▶ [Brief] The answer must be every line of the data that holds the word "building".

▶ [Given data]
=====
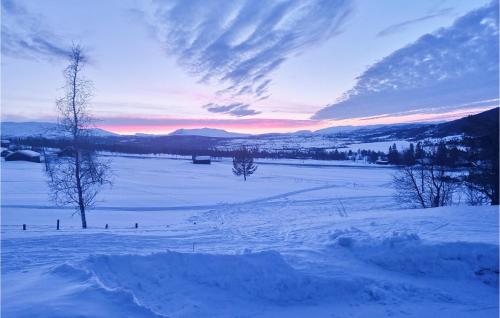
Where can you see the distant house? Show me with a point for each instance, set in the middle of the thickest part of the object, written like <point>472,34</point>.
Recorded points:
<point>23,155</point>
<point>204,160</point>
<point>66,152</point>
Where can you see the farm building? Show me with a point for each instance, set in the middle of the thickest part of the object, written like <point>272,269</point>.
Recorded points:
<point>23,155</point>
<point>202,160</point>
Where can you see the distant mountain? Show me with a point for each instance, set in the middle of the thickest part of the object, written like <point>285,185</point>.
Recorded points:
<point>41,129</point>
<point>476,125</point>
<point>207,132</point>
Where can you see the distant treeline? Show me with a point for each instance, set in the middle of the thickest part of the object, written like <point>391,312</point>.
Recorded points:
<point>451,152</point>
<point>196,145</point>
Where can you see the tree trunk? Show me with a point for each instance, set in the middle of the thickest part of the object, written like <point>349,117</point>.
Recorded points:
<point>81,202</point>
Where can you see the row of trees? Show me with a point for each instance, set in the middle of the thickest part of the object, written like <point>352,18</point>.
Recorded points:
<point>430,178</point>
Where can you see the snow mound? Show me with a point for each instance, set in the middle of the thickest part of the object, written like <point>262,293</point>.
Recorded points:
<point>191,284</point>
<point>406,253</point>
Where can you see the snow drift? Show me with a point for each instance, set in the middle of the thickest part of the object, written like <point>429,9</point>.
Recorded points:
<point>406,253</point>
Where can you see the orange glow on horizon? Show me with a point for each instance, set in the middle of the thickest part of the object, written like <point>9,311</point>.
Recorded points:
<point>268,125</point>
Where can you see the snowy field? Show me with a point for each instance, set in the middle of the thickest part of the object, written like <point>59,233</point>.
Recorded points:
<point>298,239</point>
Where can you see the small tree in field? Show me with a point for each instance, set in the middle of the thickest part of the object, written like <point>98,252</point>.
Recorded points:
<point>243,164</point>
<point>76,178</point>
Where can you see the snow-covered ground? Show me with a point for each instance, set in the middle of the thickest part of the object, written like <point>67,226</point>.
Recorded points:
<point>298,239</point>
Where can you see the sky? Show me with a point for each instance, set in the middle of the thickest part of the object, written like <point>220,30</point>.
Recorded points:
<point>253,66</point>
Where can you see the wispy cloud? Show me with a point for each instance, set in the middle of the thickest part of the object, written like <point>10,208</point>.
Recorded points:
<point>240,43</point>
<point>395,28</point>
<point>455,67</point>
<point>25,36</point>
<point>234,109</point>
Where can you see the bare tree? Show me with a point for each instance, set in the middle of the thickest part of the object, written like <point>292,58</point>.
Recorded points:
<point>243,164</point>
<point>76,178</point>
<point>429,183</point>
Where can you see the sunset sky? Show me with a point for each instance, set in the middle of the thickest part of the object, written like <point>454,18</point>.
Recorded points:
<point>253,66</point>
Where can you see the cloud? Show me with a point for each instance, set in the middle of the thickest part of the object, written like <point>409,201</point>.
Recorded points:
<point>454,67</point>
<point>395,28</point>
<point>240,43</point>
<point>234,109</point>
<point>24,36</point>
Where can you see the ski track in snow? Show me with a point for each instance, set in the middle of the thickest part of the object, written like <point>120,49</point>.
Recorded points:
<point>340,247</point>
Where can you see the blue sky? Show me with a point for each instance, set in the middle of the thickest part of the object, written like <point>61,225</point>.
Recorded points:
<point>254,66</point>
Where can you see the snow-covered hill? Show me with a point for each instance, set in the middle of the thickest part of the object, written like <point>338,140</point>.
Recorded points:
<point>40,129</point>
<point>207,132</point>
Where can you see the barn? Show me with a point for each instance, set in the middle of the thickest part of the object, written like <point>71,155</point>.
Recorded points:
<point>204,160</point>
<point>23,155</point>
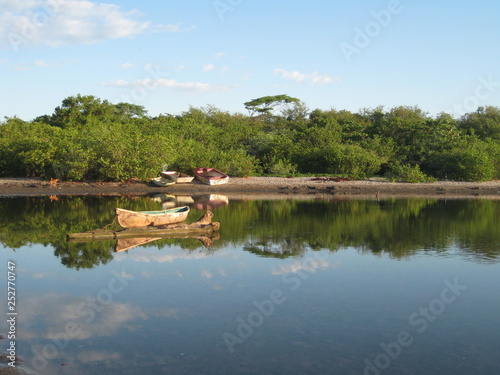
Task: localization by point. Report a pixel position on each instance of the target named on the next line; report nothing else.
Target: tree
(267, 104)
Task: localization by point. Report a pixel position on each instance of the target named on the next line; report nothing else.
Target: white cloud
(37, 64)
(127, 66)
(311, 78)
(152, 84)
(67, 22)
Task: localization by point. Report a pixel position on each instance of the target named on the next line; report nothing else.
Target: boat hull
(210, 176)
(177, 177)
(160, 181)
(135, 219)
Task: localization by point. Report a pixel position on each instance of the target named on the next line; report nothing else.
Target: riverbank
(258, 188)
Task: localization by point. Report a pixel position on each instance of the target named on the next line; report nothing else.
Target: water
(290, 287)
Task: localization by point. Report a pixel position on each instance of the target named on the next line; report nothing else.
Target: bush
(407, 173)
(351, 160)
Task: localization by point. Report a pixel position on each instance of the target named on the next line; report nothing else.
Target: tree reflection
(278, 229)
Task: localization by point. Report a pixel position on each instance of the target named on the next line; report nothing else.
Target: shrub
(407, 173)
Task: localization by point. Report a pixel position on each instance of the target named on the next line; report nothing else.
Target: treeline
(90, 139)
=====
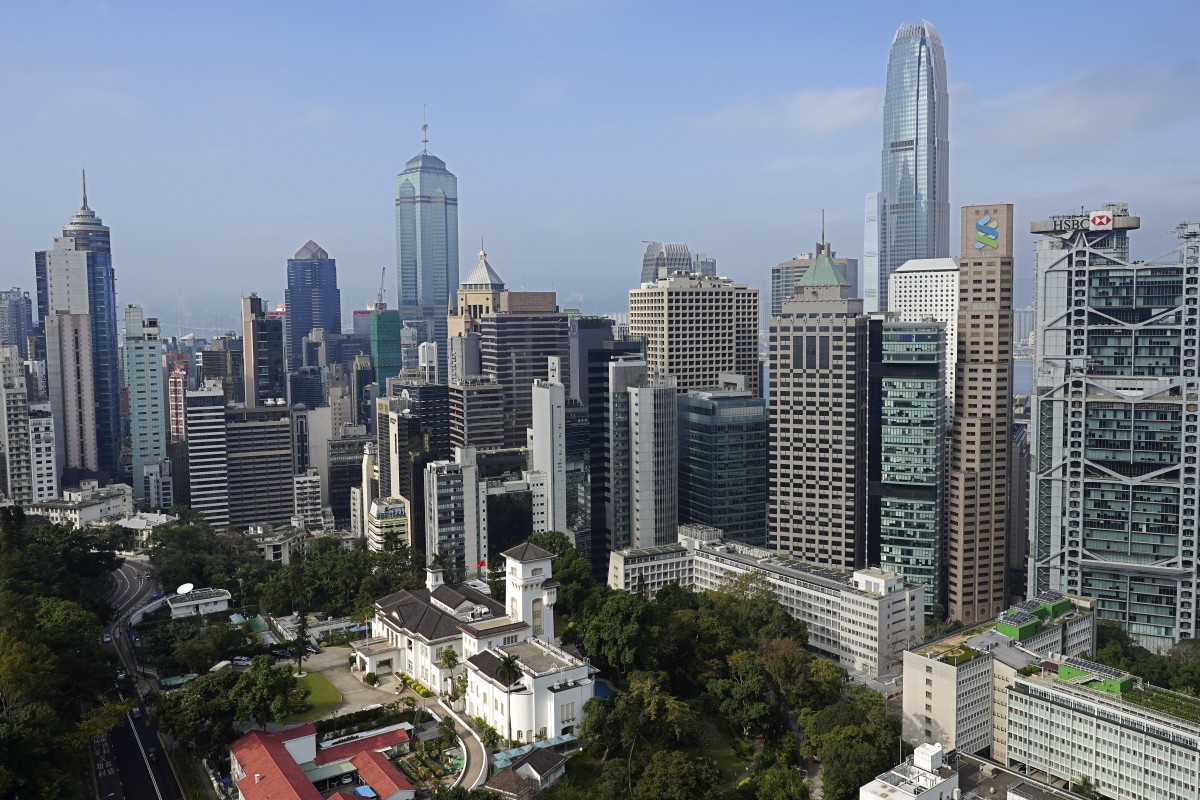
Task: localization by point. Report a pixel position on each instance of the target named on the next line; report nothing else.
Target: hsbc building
=====
▶ [Expected output]
Where can you see the farm building? Show me with a point for each instance, set in the middle of the thickest part of the object, written like <point>272,269</point>.
Target: hsbc building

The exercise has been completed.